→ PROBLEM TO SOLVE
Every line of the entries below that mentions "airplane" is to be copied out.

→ INPUT DATA
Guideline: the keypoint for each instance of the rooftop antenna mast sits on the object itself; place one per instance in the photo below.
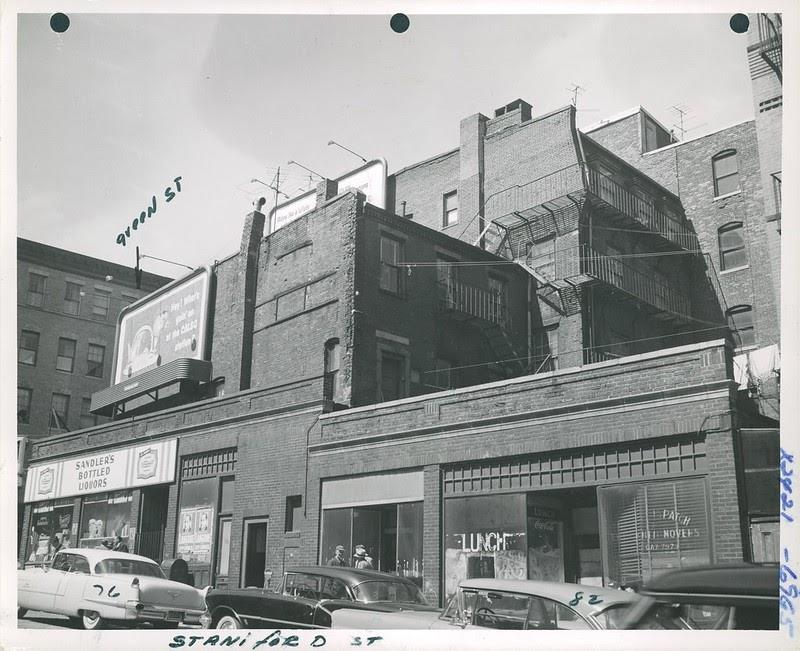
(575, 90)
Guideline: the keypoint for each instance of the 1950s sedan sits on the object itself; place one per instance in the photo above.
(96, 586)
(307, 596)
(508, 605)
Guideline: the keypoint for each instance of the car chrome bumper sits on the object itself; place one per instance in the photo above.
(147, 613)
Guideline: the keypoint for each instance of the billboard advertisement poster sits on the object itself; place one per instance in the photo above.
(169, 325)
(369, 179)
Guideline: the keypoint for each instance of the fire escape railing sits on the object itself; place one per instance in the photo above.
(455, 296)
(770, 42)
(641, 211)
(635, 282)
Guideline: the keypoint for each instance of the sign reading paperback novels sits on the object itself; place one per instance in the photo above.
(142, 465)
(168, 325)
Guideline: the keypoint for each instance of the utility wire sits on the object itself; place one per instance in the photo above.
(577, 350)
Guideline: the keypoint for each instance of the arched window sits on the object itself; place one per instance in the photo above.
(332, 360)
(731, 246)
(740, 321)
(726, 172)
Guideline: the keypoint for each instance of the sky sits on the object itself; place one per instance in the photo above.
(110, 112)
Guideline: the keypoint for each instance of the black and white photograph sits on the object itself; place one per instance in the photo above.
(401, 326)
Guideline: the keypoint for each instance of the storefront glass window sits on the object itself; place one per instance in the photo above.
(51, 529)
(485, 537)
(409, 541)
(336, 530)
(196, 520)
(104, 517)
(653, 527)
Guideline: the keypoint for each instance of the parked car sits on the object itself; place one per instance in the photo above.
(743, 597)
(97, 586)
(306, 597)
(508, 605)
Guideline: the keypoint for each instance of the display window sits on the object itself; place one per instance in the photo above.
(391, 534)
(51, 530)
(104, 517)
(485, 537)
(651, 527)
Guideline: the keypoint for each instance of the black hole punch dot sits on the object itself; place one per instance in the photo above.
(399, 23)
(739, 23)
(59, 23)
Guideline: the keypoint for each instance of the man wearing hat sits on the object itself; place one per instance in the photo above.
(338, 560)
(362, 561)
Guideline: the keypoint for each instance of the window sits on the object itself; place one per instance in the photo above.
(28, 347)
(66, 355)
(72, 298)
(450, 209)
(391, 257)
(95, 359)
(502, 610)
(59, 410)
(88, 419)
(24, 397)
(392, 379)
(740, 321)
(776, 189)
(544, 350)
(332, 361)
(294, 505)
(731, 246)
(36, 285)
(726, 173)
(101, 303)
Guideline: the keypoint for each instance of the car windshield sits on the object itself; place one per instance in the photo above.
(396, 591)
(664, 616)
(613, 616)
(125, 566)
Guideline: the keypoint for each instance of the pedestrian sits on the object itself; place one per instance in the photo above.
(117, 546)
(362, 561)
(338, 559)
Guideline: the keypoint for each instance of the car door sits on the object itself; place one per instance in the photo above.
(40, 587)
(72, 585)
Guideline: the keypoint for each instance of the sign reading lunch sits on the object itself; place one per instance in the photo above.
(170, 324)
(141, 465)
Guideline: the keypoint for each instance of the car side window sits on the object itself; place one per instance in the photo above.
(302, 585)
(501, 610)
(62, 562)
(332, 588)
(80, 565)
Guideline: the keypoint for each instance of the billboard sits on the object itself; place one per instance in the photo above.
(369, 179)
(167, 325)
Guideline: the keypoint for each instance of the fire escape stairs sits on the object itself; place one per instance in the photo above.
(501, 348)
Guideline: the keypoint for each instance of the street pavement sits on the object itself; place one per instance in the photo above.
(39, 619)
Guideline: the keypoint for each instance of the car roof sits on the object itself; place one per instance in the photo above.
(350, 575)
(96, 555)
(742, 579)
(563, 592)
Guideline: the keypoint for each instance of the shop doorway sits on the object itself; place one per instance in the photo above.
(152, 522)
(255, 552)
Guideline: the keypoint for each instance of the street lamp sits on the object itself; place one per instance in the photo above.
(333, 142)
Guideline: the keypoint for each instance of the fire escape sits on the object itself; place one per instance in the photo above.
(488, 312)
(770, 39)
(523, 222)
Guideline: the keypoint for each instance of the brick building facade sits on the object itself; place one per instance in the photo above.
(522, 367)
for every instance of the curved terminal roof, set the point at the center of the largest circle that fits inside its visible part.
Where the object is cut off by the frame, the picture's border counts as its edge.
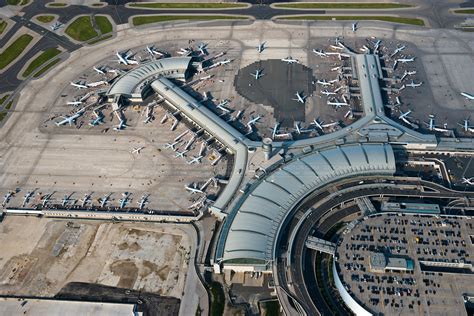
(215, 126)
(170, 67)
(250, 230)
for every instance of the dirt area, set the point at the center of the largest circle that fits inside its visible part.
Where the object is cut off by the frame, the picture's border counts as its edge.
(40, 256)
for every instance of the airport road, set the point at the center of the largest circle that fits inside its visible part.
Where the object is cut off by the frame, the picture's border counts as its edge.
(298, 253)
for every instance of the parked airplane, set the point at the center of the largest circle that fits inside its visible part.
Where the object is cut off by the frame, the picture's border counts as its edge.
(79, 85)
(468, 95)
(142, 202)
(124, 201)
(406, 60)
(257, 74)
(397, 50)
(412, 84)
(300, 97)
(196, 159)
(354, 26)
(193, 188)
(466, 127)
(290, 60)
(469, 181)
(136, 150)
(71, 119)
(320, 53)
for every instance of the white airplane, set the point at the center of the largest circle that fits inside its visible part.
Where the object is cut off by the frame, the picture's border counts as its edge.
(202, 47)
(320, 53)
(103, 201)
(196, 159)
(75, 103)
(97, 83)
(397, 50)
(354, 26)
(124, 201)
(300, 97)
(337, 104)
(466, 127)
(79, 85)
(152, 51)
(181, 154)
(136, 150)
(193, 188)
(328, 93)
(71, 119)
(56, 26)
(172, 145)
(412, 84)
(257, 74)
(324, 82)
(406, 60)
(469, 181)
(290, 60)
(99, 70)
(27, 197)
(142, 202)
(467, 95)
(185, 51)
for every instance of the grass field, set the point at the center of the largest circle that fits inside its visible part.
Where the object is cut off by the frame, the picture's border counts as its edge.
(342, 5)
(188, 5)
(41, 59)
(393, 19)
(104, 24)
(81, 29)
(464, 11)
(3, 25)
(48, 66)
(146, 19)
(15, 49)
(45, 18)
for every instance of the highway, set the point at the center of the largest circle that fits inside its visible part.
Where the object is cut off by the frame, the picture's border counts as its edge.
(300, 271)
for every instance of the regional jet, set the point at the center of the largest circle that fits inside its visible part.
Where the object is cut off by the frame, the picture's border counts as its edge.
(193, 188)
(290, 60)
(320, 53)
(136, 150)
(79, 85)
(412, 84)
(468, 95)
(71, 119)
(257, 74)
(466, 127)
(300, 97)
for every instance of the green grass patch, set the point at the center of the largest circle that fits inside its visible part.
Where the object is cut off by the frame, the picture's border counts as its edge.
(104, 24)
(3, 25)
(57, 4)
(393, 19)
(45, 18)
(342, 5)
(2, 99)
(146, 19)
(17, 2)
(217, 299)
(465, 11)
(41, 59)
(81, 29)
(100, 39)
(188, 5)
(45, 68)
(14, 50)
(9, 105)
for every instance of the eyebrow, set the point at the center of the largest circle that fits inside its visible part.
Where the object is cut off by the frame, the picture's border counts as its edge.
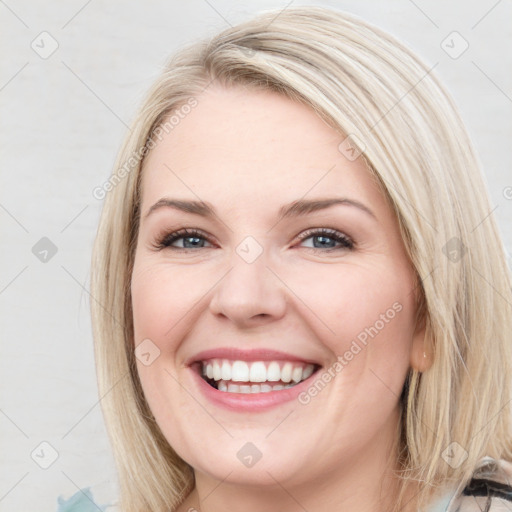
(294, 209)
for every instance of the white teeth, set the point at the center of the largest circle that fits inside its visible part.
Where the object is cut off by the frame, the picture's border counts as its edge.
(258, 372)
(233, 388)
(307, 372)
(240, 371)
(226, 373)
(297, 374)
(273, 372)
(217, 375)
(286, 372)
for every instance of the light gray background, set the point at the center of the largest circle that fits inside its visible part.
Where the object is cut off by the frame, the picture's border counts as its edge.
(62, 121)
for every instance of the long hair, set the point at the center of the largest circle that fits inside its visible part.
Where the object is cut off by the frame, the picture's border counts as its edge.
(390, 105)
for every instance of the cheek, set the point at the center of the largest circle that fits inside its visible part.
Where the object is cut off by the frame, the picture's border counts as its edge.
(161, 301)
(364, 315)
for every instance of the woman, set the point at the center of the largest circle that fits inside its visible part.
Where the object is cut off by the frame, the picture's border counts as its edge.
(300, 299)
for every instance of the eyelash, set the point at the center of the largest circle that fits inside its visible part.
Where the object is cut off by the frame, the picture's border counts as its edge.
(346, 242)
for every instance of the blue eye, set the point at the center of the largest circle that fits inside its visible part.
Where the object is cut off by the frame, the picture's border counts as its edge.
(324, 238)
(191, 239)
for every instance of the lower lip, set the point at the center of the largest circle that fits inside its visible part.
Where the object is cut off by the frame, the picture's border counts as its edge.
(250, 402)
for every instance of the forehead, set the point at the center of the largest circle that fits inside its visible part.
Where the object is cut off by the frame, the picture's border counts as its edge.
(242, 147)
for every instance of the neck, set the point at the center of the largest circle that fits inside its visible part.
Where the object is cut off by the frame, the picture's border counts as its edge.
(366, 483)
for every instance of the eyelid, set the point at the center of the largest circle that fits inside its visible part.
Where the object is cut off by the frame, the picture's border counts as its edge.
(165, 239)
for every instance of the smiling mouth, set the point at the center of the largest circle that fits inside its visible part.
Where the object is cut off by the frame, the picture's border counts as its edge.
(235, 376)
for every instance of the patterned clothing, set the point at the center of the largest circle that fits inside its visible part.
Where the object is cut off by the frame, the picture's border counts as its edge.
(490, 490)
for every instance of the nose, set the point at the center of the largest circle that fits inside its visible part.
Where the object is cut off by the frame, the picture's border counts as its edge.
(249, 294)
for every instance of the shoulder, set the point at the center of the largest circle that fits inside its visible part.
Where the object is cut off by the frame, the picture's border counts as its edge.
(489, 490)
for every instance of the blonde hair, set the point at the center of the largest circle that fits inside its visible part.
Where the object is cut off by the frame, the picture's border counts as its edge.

→ REPLY
for every instance of the parked airplane, set the point at the center of the largest circle that fits inside its visible part.
for every instance of the white airplane, set the point at the center of the largest circle that fits inside its visible part.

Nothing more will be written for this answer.